» Data entries
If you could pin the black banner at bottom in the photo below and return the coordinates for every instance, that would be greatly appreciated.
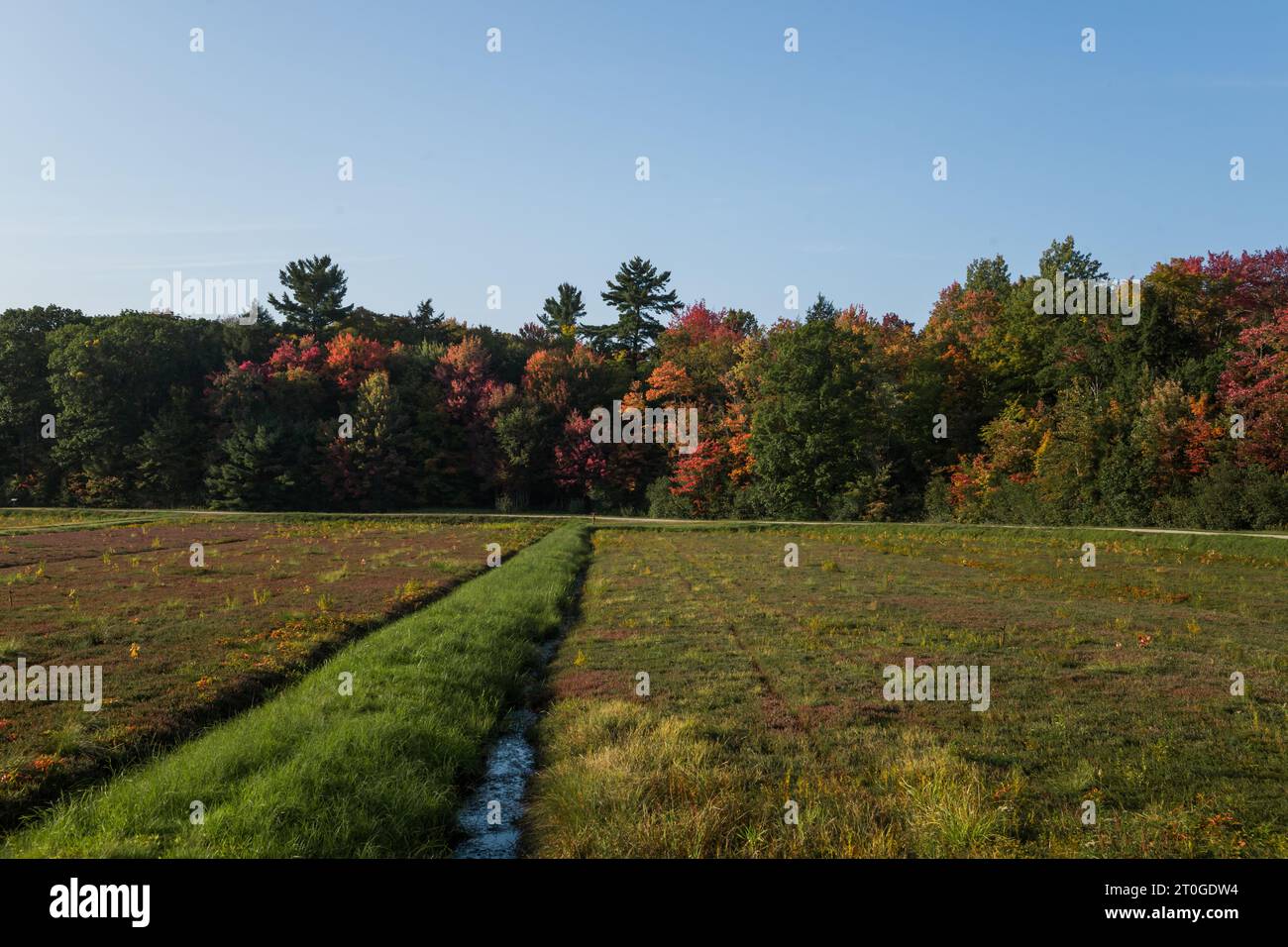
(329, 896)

* * *

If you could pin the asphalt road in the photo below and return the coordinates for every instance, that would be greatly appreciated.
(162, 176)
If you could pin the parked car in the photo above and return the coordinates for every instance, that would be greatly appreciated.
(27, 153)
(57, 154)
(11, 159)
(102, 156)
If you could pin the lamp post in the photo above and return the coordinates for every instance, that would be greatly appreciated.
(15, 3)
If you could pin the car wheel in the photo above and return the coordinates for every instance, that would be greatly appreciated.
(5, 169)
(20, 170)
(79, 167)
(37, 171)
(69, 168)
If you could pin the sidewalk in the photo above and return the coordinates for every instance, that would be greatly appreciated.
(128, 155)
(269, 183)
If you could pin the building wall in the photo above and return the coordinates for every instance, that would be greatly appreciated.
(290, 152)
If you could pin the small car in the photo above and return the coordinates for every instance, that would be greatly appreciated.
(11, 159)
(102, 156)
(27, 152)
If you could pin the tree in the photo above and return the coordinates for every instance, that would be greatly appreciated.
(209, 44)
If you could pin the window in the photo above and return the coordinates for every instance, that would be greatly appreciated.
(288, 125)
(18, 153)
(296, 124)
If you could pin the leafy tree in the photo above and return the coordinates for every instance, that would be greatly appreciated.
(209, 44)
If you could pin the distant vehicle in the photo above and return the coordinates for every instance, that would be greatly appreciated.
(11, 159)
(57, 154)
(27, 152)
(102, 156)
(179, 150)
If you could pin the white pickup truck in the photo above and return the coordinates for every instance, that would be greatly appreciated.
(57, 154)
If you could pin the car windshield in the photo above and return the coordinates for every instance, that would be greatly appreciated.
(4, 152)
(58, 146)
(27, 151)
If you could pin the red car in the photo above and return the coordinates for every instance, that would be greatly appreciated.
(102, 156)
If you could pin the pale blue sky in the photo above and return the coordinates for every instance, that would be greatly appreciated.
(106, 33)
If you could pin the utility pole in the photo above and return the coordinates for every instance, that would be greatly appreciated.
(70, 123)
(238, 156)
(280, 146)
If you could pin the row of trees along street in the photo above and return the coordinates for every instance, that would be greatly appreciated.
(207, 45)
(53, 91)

» Stated task
Which lines in the items above contain the word "below"? Pick out and copy each one, treating uppercase and lowercase as different.

» The solution
If you could pin the black banner at bottom in the photo below and return the coordinates for every instance, that would be greatly appreciated.
If you could pin the asphalt road in the photo below and return the coordinates for every instance, that would be greatly appreciated.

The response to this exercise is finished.